Rewrite the material below, replacing every "Identify" with "Locate" and leaving everything else unchanged.

== TASK DATA ==

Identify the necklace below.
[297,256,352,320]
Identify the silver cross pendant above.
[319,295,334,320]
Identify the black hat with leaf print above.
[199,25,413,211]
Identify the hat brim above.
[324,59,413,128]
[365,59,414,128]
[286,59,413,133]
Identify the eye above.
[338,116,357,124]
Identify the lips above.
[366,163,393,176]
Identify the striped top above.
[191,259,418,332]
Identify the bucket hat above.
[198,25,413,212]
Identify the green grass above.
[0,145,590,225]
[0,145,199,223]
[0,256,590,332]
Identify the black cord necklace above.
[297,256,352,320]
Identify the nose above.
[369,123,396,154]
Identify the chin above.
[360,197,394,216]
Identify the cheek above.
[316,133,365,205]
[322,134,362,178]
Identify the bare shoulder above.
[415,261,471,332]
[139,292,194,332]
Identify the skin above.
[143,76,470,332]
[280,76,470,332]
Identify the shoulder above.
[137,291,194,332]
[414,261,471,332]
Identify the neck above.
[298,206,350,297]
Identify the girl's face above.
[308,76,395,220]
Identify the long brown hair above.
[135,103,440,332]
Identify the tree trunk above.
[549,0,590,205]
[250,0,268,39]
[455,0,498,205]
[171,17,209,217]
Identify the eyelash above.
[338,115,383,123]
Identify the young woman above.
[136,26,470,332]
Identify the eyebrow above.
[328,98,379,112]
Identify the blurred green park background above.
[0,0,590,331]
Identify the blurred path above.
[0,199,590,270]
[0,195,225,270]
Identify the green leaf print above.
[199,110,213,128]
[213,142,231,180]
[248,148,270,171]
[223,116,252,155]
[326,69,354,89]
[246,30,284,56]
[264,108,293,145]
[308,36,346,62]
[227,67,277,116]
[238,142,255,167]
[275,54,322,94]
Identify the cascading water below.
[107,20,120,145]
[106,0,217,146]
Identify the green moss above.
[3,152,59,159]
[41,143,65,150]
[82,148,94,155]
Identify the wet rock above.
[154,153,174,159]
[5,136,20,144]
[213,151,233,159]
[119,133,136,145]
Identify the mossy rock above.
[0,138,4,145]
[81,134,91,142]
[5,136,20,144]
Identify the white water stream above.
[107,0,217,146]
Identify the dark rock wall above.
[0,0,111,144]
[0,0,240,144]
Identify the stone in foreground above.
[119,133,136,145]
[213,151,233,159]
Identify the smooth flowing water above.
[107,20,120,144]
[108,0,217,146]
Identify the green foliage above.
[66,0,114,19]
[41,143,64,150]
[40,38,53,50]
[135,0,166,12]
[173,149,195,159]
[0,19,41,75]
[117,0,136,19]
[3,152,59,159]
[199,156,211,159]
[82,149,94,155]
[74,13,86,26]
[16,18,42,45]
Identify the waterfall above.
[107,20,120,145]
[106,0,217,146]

===

## COMPLETE RESPONSE
Locate the necklace below.
[297,256,352,320]
Locate the silver cross pendant above.
[319,295,334,320]
Locate the black hat with leaf print above.
[199,25,413,211]
Locate the hat brim above.
[324,59,413,128]
[365,59,414,128]
[286,59,413,133]
Locate the eye above.
[338,116,357,124]
Locate the lips above.
[366,163,393,176]
Locate the striped top above.
[191,259,418,332]
Locate the bucket hat above.
[198,25,413,212]
Locate the green grass above.
[0,145,590,225]
[0,145,199,223]
[0,256,590,332]
Locate the black cord necklace above.
[297,256,352,320]
Locate the nose above.
[369,123,396,154]
Locate the chin above.
[360,197,394,216]
Locate the cheek above.
[316,133,365,205]
[322,134,362,178]
Locate the bare shoulder above.
[415,261,471,332]
[139,292,194,332]
Locate the skin above.
[143,76,470,332]
[280,76,470,332]
Locate the shoulder above.
[137,291,194,332]
[414,261,471,332]
Locate the neck above.
[298,206,350,297]
Locate the girl's face above.
[308,76,395,220]
Locate the long brown hair above.
[135,103,440,332]
Locate the tree trunk above.
[549,0,590,205]
[250,0,268,39]
[455,0,498,205]
[171,17,209,217]
Locate the eyelash above.
[338,115,383,123]
Locate the young woman above.
[136,26,470,332]
Locate the eyebrow above.
[328,98,379,112]
Locate the blurred green park background above.
[0,0,590,331]
Locate the blurred path above.
[0,199,590,270]
[0,195,225,270]
Locate the green leaf print above.
[199,110,213,128]
[213,142,231,180]
[248,148,270,171]
[223,116,252,155]
[326,69,354,89]
[246,30,284,56]
[264,108,293,145]
[308,36,346,62]
[227,67,277,116]
[238,142,255,167]
[275,54,322,94]
Locate the cascading water below.
[107,20,120,145]
[106,0,217,146]
Locate the green moss above.
[3,152,59,159]
[41,143,65,150]
[82,148,94,155]
Locate the wet rock above.
[154,153,174,159]
[5,136,20,144]
[213,151,233,159]
[119,133,136,145]
Locate the mossy rock above.
[0,138,4,145]
[81,134,91,142]
[5,136,20,144]
Locate the white water stream above.
[107,0,217,146]
Locate the dark rock wall above.
[0,0,111,144]
[0,0,240,144]
Locate the stone in foreground above.
[119,133,136,145]
[213,151,233,159]
Locate the smooth flowing water above.
[107,20,120,144]
[108,0,217,146]
Locate the green foliage above.
[66,0,114,19]
[41,143,64,150]
[40,38,53,50]
[135,0,166,12]
[173,149,195,159]
[0,19,41,75]
[117,0,136,19]
[3,152,59,159]
[199,156,211,159]
[82,149,94,155]
[74,13,86,26]
[16,18,42,45]
Locate the waterfall above.
[107,20,120,145]
[106,0,217,146]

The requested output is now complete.